*** Opening of RECORDS ***

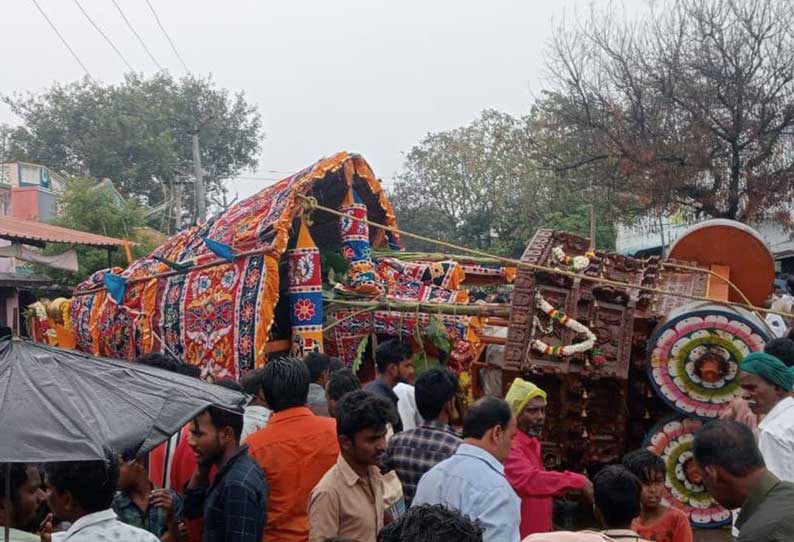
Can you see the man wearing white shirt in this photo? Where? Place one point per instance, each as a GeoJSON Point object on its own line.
{"type": "Point", "coordinates": [81, 492]}
{"type": "Point", "coordinates": [768, 383]}
{"type": "Point", "coordinates": [406, 406]}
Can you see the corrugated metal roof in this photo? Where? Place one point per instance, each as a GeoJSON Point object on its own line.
{"type": "Point", "coordinates": [16, 229]}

*** Close of RECORDS ***

Produce exactly the lines from the one containing "Can you see the corrugated" through the final line of the records above, both included, and no others.

# OUTPUT OF THE TASK
Can you see the corrugated metal roof in this photo? Where? Place one point per instance, each as a GeoJSON Point object on its own line.
{"type": "Point", "coordinates": [16, 229]}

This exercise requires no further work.